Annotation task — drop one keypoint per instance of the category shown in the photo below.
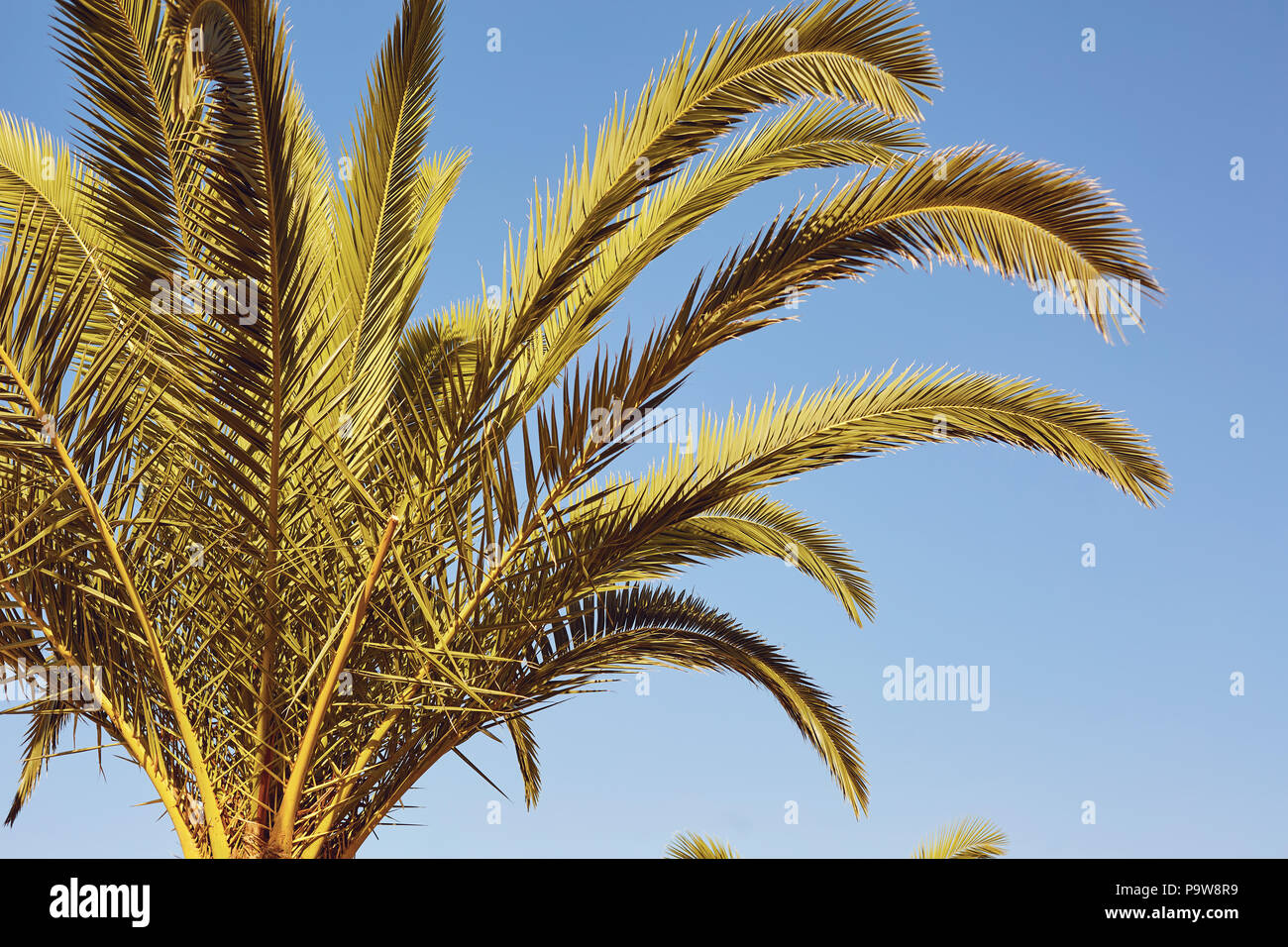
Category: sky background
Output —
(1108, 684)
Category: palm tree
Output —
(977, 838)
(304, 541)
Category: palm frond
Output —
(975, 838)
(694, 845)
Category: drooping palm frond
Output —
(970, 838)
(966, 839)
(316, 544)
(694, 845)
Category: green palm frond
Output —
(692, 845)
(317, 538)
(974, 838)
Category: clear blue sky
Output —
(1109, 684)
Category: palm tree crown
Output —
(310, 540)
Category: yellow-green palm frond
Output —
(228, 512)
(694, 845)
(978, 838)
(754, 523)
(812, 134)
(643, 625)
(859, 53)
(390, 197)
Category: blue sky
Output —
(1109, 684)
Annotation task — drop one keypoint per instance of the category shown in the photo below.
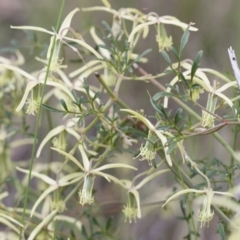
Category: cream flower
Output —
(205, 215)
(151, 128)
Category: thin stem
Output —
(191, 112)
(37, 124)
(111, 93)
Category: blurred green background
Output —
(218, 24)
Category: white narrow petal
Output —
(9, 224)
(42, 196)
(174, 21)
(39, 29)
(113, 165)
(60, 86)
(226, 86)
(100, 8)
(69, 177)
(73, 133)
(189, 190)
(164, 141)
(235, 66)
(70, 220)
(11, 219)
(85, 45)
(49, 136)
(67, 22)
(139, 28)
(216, 73)
(226, 99)
(172, 83)
(105, 53)
(136, 195)
(140, 117)
(64, 77)
(70, 157)
(84, 68)
(43, 177)
(150, 177)
(20, 71)
(111, 178)
(3, 195)
(85, 159)
(29, 87)
(42, 224)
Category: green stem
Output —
(111, 93)
(37, 124)
(191, 112)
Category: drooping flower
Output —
(148, 151)
(85, 194)
(131, 209)
(205, 215)
(153, 130)
(207, 117)
(164, 42)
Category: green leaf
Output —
(163, 128)
(51, 109)
(184, 41)
(142, 55)
(174, 51)
(75, 95)
(196, 62)
(64, 105)
(109, 223)
(106, 25)
(183, 78)
(178, 115)
(171, 147)
(103, 46)
(161, 94)
(95, 96)
(221, 231)
(166, 57)
(156, 108)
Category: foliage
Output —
(91, 130)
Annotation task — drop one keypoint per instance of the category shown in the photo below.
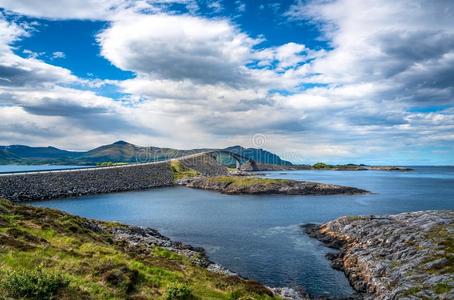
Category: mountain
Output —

* * * * * * *

## Work instructions
Give again, please, precisely the lines that begin the records and run through the line with "Category: green palm frond" in it, keeping both end lines and dropping any pictures.

## Solution to the problem
Annotation task — drop one keypoint per instance of the category shown in the photo below.
Category: sky background
Output —
(1108, 684)
Category: palm tree
Output —
(977, 838)
(304, 541)
Category: palm frond
Output —
(975, 838)
(694, 845)
Category: drooping palm frond
Output —
(970, 838)
(966, 839)
(316, 544)
(694, 845)
Category: green palm frond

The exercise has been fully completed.